Task to complete
Only the lines from the one containing "Q: Identify a point on each instance of the sneaker" through the end of the entries should be repeated, exactly as they appear, first and last included.

BEGIN Records for the task

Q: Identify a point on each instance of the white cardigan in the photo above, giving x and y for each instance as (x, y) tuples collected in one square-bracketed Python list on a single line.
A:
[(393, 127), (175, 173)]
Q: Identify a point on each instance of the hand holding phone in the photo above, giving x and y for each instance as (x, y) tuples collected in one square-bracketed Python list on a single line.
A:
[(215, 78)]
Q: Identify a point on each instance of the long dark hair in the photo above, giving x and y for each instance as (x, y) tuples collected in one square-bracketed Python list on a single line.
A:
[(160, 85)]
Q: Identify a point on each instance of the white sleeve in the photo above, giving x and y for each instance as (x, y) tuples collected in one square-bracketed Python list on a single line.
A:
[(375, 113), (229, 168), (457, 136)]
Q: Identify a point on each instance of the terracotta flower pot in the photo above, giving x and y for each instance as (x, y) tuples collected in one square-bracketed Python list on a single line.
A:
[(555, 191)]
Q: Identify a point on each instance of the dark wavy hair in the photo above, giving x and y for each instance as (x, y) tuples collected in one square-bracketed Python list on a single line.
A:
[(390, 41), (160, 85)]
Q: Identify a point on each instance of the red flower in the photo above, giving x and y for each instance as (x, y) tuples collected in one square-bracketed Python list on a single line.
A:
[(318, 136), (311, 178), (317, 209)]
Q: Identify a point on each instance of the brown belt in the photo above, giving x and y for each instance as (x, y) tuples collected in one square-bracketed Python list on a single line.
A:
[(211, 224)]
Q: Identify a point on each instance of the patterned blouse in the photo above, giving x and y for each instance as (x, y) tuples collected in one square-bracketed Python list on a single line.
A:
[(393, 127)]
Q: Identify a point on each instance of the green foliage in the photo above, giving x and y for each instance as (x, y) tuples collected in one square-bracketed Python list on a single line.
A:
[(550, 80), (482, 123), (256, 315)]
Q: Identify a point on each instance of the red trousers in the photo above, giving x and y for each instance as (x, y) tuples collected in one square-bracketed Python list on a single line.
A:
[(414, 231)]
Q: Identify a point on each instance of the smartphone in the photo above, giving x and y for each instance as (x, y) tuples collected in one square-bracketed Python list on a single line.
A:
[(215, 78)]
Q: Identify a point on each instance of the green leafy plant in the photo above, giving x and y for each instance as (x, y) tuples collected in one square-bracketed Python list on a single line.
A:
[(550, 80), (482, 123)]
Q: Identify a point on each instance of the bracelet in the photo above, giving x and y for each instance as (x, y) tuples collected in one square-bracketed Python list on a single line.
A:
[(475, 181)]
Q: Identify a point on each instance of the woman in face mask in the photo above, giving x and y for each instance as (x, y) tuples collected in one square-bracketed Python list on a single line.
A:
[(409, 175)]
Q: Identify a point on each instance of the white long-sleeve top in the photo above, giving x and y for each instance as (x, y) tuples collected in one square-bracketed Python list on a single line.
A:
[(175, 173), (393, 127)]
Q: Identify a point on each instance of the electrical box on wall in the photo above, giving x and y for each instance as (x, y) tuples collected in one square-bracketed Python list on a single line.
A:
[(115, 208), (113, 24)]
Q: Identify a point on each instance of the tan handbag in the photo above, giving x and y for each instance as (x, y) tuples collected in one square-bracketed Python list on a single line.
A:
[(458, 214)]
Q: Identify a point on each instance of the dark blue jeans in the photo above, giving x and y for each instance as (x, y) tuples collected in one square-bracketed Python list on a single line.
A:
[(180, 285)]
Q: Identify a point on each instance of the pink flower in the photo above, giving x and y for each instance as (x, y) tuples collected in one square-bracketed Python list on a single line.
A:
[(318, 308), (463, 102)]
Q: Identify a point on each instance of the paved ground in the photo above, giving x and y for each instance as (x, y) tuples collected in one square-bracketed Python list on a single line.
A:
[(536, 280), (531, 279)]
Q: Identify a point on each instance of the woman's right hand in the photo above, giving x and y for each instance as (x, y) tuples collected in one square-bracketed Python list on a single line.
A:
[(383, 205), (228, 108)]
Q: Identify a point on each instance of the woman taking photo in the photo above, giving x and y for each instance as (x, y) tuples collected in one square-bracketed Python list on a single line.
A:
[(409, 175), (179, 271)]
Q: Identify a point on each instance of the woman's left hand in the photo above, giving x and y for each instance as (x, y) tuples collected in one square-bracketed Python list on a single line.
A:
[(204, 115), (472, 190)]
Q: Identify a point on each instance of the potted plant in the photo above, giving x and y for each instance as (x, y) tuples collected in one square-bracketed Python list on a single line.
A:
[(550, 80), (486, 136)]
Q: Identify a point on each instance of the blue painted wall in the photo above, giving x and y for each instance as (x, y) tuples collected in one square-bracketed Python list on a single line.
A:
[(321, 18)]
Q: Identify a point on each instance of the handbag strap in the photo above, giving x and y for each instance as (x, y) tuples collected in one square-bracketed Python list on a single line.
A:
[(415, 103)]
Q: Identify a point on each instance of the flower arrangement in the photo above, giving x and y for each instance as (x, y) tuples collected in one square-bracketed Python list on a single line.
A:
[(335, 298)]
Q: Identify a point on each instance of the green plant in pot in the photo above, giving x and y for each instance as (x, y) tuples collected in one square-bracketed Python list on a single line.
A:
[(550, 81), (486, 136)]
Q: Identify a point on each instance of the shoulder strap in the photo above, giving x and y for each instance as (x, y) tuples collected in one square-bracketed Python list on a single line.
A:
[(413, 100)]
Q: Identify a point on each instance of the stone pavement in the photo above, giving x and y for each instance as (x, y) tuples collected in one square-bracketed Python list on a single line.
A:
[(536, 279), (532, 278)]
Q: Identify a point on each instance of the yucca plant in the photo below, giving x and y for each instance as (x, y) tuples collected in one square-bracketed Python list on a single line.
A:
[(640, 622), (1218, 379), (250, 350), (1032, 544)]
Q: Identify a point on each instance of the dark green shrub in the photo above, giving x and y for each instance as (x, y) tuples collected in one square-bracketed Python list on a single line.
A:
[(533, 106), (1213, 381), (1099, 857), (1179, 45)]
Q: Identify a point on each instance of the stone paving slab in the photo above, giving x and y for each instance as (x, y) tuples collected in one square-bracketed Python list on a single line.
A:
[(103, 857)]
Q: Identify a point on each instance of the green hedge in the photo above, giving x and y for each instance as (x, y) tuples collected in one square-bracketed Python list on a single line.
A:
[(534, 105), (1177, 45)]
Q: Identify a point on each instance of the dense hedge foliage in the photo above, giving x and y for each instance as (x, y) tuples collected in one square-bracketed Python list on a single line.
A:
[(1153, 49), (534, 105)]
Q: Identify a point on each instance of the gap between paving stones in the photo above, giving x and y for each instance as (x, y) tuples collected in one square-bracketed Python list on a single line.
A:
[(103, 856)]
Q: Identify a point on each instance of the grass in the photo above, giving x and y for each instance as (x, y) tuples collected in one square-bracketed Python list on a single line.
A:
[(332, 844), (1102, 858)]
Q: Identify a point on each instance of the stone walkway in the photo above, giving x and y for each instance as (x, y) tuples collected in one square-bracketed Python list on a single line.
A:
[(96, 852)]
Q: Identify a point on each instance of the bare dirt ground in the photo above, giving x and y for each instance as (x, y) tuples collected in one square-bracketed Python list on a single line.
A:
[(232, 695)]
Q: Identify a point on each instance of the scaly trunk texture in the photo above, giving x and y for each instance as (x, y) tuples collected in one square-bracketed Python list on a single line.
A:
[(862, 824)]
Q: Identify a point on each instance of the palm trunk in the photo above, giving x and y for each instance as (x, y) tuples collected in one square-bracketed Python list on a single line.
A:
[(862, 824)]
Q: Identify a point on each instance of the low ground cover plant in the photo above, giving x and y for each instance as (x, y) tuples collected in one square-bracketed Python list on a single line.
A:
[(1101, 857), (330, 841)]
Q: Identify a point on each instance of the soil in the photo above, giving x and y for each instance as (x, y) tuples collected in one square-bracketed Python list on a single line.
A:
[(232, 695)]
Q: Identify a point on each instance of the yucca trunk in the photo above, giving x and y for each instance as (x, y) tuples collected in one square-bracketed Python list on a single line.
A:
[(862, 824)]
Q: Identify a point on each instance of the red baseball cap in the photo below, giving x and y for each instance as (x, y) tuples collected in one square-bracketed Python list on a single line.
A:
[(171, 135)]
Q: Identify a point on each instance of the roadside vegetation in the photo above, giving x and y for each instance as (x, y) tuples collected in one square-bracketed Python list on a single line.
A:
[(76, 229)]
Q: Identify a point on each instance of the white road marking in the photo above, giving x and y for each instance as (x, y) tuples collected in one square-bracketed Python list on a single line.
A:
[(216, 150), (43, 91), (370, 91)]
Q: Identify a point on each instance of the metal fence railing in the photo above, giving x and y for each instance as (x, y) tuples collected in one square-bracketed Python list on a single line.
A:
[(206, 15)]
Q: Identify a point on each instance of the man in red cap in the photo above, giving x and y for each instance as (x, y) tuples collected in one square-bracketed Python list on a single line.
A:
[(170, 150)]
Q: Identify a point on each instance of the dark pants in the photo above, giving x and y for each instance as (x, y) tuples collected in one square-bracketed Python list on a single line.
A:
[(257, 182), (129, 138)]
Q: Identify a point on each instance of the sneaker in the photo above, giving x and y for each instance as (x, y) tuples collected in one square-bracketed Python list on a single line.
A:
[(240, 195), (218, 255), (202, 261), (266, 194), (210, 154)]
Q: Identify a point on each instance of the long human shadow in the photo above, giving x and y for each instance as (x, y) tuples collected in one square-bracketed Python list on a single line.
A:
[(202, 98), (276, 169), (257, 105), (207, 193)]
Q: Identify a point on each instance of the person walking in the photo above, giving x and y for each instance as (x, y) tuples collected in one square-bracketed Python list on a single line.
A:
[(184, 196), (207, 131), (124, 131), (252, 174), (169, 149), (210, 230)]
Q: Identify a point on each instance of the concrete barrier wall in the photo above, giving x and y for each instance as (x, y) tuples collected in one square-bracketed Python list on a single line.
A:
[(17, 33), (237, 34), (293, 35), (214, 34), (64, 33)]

END Records for the task

Task answer
Q: Identify a point on each instance of the sneaker in the photo above, giving x and y for each instance as (x, y) tuples collected in one square-bracketed Python list on a single line.
A:
[(240, 195), (218, 255), (202, 261), (266, 194), (210, 154)]
Q: Identify a point on each instance of the long human shadow in the photo above, giving x and y for each instance as (x, y) tuples collected in one square-bracketed Python list on a single line.
A:
[(202, 98), (276, 169), (257, 105), (207, 193)]
Q: Identify a point on each instance of the person walking in the photo above, giving x and y for each instance as (x, y) tuples collected in one square-bracketed Python list on a single line.
A:
[(184, 196), (207, 131), (124, 131), (252, 174), (169, 149), (210, 230)]
Q: Identify a point on each instance of the concrete barrier wall in the photo above, giving x and y for each instance as (x, y) tuples collected in one square-bracketed Python list on a single line.
A:
[(17, 33), (237, 34), (293, 35), (214, 34), (64, 33)]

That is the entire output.